··· Information provided ···

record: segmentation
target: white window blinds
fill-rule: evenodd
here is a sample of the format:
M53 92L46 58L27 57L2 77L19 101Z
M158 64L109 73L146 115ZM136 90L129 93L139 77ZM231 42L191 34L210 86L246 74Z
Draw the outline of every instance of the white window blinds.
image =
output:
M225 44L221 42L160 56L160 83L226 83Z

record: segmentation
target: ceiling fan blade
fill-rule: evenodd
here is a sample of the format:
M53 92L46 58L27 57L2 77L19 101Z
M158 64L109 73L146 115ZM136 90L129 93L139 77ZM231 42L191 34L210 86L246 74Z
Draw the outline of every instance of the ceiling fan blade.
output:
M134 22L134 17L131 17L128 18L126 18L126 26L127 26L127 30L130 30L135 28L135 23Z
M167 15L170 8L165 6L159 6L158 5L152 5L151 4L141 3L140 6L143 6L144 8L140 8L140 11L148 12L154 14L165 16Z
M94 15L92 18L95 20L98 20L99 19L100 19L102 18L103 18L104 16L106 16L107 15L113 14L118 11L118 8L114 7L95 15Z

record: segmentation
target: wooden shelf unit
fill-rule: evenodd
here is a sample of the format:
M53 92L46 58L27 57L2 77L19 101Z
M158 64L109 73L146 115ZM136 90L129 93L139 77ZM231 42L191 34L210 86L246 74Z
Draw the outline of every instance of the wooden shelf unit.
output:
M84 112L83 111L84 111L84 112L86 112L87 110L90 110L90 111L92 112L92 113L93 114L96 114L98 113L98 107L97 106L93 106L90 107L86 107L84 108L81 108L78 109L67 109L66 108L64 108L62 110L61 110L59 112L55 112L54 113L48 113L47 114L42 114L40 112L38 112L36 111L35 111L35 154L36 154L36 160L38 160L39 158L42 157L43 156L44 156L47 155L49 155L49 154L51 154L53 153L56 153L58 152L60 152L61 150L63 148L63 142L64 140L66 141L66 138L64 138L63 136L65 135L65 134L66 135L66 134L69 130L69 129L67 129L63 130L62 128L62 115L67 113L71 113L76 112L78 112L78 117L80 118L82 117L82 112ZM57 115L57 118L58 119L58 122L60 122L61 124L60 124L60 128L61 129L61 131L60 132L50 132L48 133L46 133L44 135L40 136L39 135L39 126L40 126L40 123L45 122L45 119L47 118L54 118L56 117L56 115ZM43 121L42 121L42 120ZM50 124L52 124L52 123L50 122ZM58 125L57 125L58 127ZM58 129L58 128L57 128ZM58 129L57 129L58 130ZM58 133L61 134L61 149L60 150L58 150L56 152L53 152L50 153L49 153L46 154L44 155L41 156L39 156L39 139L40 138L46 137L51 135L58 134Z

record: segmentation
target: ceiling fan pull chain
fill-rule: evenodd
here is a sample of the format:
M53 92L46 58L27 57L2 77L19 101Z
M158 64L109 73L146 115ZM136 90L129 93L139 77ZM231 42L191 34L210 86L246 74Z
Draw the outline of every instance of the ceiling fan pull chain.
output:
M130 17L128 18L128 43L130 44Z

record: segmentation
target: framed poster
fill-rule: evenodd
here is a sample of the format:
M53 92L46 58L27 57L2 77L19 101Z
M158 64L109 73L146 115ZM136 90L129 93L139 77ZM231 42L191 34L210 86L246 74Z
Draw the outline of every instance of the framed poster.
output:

···

• Written request: Copy all of the lines above, character for character, without dropping or changing anything.

• Exercise response:
record: segmentation
target: white window blinds
fill-rule: evenodd
here is a sample of the format:
M53 92L46 58L27 57L2 77L19 101Z
M158 64L109 73L146 115ZM136 90L129 93L139 77ZM231 42L191 34L210 86L246 74Z
Draw the outline of every instance of the white window blinds.
image =
output:
M225 44L221 42L160 56L160 83L226 83Z

record: segmentation
target: ceiling fan blade
fill-rule: evenodd
here is a sample of the format:
M53 92L46 58L27 57L2 77L19 101Z
M158 64L109 73L146 115ZM136 90L129 93L139 77ZM231 42L191 34L210 86L246 74Z
Draw the outline of every instance of the ceiling fan blade.
output:
M134 22L134 17L131 17L128 18L126 18L126 26L127 26L127 30L130 30L135 28L135 23Z
M167 15L170 8L165 6L159 6L158 5L152 5L151 4L141 3L140 6L143 6L144 8L140 8L140 11L148 12L154 14L165 16Z
M94 15L92 18L95 20L98 20L99 19L100 19L102 18L103 18L104 16L106 16L107 15L113 14L118 11L118 8L114 7L95 15Z

record: segmentation
target: wooden shelf unit
fill-rule: evenodd
here is a sample of the format:
M53 92L46 58L27 57L2 77L19 101Z
M158 64L109 73L146 115ZM136 90L129 93L139 77ZM231 42L191 34L210 86L246 74Z
Draw the outline of every instance of the wooden shelf unit.
output:
M84 112L83 111L84 111L84 112L86 112L87 110L90 110L90 111L92 112L92 113L93 114L96 114L98 113L98 107L97 106L93 106L90 107L86 107L84 108L81 108L78 109L67 109L66 108L64 108L62 110L61 110L59 112L55 112L54 113L48 113L47 114L42 114L40 112L38 112L36 111L35 111L35 154L36 154L36 160L38 160L39 158L42 157L43 156L44 156L47 155L49 155L49 154L51 154L53 153L56 153L58 152L60 152L61 150L63 148L63 142L64 140L66 141L66 138L64 138L63 136L65 135L65 134L66 135L66 134L69 130L69 129L67 129L63 130L62 128L62 115L67 113L71 113L76 112L78 112L78 117L80 118L82 117L82 112ZM57 115L57 118L58 119L58 122L60 122L61 124L60 124L60 128L61 129L61 131L60 132L50 132L48 133L46 133L44 135L40 136L39 135L39 126L40 126L40 123L45 122L45 119L47 118L54 118L56 117L56 115ZM43 121L42 121L42 120ZM50 124L52 124L52 123L50 122ZM58 125L57 125L58 127ZM58 129L58 128L57 128ZM58 129L57 129L58 130ZM58 133L61 134L61 149L60 150L58 150L56 152L53 152L50 153L49 153L46 154L44 155L41 156L39 156L39 139L40 138L46 137L51 135L58 134Z

record: segmentation
target: ceiling fan pull chain
fill-rule: evenodd
here is a sample of the format:
M53 92L46 58L27 57L2 77L19 101Z
M158 64L109 73L146 115ZM136 90L129 93L139 77ZM231 42L191 34L210 86L246 74Z
Draw the outline of every instance of the ceiling fan pull chain.
output:
M130 17L128 18L128 43L130 44Z

record: segmentation
target: framed poster
fill-rule: evenodd
here is a sample of the format:
M53 92L46 58L27 57L2 77L19 101Z
M158 64L109 73L146 115ZM136 90L129 93L139 77ZM231 42L191 34L210 86L246 74Z
Draw the outline of every instance of the framed poster.
output:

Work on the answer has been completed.